In the blog post below about lockdown hair, what notice did staff at NT Upton House display at the entrance?

━━━ Document excerpt

It's been a source of great relief across the nation that hairdressers have now been able to resume business, and it's been a source of great humour that so many of us grew "Lock-down Hair" while they weren't able to work. Of course, what was bound to happen, happened. After some time, people turned in desperation to friends and family to cut their hair for them. Many did it themselves, possibly because they didn't trust anyone else, or maybe because there was enough stress around already without the risk of falling out with their nearest and dearest because the resulting coiffure was so frightful. And thus the easily-recognised "Lock-down Haircut" was born.




I reported a few weeks ago that fellow sufferers amongst the staff at NT Upton House were displaying a notice at the entrance, "We'll forgive your lockdown haircuts if you forgive ours." In some cases, there was a lot to forgive, though the guys above were not amongst them.

One has to ask what kind of nutter would have lockdown hair when they were married to someone to whom the art of hair-cutting is not unknown, and who has been practising it fairly often for the past few decades. If one did ask that question, then I'm afraid the answer would be "my kind of nutter". My hair hasn't been this long since the seventies. That's fine. I quite like it like that. Grace is in the same situation, and hers looks lovely, but I think she'd be happy to have it trimmed. Her problem with that, though, is that I don't share her snippy skills, she doesn't fancy doing it herself, and she can't bring herself to go to a hairdresser yet.

If I need an excuse for going back to the hair-length of my student days - and I'm down to the same weight now as I was then, too - I think I've grown it from a sense of solidarity with other lockdown hair men. Grace and I have noticed a very common attitude of "we're in the same boat"ness amongst people over the past months. It's true in the marina (where, of course, we're not all in the same boat, but in quite similar ones, and all of us are wishing we'd been out cruising since February). We've experienced it in the National Trust gardens, where all of us are enjoying hours of wide open spaces and fresh air such as we'd not had for a long time, and we exchange greetings with strangers we would probably normally (remember 'normal'?) ignore; and it's been evident in the few shops we've been in, too, where there is patience and tolerance amongst customers, the like of which I can't remember before Covid. So I can catch the eye of another baby-boomer with passé hair-length, and we exchange a nod, and a grin of complete empathy that says, "Yeah, me, too!"

For the sake of posterity, I hope to remember to record in this blog when I finally give in and ask Grace to cut the mop.

━━━━━━
━━━ Data to examine

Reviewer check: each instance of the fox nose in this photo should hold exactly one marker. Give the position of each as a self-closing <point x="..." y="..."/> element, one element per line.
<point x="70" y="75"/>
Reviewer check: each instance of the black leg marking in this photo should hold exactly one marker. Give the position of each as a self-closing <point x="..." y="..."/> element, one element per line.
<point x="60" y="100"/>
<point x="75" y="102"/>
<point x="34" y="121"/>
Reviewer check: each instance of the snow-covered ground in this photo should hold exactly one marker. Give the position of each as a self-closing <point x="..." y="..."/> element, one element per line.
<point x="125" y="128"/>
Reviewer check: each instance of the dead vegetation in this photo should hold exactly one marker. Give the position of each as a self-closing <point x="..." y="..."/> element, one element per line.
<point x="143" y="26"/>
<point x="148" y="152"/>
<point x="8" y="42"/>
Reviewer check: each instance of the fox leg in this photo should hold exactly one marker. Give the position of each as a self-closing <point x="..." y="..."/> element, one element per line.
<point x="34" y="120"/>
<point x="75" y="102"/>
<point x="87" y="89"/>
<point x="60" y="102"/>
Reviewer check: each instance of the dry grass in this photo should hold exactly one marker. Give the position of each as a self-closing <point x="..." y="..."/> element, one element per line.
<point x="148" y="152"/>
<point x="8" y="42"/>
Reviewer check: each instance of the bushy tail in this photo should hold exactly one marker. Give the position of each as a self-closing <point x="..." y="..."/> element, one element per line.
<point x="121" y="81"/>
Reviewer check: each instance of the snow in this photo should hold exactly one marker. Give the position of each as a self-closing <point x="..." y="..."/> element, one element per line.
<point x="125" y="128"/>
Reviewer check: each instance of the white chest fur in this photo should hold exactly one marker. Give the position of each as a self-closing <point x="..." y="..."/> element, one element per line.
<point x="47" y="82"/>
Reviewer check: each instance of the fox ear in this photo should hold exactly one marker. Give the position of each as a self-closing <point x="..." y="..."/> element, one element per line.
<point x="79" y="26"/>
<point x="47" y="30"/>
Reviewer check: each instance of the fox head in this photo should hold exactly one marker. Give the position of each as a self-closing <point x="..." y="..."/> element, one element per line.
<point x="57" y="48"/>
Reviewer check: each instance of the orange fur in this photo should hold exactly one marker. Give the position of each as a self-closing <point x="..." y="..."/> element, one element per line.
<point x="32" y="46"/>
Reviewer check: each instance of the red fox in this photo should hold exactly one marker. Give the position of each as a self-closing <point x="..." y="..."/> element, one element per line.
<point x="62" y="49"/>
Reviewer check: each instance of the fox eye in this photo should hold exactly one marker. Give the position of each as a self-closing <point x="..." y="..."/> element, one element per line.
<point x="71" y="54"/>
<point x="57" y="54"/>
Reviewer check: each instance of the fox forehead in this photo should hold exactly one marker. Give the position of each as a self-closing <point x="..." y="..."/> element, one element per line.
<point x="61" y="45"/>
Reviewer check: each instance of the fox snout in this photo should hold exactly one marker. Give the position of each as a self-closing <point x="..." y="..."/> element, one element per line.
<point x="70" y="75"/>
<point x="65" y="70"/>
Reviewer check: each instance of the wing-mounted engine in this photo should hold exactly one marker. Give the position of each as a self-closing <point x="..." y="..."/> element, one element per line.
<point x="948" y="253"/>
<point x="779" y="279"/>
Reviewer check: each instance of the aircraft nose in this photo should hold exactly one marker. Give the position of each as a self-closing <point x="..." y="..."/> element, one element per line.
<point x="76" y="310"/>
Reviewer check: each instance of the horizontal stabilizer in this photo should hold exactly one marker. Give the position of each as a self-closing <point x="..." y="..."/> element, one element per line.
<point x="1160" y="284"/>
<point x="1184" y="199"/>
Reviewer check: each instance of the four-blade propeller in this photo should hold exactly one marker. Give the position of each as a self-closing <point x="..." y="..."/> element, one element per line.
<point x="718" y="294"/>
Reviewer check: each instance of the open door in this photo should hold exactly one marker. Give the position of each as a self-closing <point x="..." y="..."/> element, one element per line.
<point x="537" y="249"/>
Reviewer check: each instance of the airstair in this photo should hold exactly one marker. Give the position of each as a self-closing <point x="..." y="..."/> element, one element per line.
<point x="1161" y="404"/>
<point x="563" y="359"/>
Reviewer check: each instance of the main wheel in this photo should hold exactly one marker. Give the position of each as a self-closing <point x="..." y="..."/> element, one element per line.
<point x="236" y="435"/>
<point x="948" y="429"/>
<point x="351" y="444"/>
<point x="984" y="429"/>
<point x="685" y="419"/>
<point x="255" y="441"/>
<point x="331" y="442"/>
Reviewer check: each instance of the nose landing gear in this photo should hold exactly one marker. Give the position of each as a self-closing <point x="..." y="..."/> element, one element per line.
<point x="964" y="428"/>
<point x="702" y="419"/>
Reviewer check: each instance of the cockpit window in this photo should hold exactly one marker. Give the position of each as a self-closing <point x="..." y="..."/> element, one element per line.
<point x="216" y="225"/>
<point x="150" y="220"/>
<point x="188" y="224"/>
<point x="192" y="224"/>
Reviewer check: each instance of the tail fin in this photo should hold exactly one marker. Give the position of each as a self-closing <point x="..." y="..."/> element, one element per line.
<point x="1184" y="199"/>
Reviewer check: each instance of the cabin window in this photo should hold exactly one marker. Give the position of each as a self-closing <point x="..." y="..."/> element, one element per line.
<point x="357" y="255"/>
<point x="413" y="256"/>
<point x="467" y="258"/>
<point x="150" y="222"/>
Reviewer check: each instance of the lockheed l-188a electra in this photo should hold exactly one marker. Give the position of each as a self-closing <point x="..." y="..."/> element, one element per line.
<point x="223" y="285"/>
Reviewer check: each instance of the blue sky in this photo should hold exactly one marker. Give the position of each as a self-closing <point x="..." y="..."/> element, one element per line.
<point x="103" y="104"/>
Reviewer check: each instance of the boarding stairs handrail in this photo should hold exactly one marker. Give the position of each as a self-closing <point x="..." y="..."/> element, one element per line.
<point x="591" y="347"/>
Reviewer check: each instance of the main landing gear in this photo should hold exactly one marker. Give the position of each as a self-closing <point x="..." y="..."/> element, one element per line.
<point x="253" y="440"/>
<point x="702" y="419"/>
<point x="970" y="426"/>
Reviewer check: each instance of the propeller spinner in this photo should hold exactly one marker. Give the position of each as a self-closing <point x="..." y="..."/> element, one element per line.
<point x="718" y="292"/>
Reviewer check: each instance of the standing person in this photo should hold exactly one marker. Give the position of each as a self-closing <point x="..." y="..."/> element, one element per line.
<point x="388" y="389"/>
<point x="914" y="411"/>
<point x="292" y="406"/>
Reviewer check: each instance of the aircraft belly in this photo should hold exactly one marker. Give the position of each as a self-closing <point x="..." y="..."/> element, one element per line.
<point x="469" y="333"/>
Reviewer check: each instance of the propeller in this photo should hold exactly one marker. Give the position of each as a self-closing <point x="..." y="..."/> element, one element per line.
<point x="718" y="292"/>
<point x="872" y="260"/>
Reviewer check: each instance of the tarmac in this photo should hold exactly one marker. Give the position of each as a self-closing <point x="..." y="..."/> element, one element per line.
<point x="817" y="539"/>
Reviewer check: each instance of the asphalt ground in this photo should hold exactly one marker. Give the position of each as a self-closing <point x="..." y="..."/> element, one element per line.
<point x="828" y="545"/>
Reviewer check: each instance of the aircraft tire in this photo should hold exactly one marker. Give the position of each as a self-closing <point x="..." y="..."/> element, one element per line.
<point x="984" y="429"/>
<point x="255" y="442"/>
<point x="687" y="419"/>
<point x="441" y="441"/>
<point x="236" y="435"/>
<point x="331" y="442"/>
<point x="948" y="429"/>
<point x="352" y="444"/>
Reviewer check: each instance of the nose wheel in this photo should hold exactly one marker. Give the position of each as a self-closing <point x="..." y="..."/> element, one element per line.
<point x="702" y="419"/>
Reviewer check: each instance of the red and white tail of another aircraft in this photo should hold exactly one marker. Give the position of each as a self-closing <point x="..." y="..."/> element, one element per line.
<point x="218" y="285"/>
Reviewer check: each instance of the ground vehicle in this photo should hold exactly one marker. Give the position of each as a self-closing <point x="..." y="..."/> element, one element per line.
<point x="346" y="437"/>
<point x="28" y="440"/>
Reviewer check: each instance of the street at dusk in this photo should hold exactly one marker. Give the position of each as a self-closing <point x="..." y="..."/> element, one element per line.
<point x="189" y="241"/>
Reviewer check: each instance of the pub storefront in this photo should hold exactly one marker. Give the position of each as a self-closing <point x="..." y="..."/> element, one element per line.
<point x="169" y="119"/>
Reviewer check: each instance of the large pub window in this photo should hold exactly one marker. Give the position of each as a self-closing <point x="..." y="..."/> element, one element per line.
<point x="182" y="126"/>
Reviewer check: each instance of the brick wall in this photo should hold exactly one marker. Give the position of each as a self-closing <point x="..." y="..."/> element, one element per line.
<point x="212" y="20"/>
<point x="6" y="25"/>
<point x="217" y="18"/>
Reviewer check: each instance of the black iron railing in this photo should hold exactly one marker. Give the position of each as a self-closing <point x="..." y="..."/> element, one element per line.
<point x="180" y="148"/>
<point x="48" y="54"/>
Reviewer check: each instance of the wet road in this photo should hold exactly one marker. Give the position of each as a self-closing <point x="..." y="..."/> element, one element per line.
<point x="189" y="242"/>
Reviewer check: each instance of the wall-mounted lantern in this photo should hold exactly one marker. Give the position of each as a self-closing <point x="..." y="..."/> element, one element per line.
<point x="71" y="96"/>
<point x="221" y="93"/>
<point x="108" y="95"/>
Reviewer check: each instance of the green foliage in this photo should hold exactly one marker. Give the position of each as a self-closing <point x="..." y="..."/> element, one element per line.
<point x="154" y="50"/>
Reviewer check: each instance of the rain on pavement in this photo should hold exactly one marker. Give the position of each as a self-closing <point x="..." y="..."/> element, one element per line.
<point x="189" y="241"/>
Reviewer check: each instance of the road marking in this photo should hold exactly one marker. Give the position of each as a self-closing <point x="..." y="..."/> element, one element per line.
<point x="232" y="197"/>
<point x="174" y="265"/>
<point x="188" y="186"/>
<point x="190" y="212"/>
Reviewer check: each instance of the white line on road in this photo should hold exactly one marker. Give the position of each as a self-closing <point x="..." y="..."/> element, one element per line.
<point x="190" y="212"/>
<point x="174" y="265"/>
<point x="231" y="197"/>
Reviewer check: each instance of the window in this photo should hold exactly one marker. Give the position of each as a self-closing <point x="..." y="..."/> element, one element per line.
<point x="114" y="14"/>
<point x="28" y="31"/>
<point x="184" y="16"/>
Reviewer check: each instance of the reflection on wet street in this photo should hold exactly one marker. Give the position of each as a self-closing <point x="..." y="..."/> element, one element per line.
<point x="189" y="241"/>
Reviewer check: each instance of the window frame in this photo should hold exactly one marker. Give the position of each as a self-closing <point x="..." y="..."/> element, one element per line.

━━━━━━

Answer area: "We'll forgive your lockdown haircuts if you forgive ours."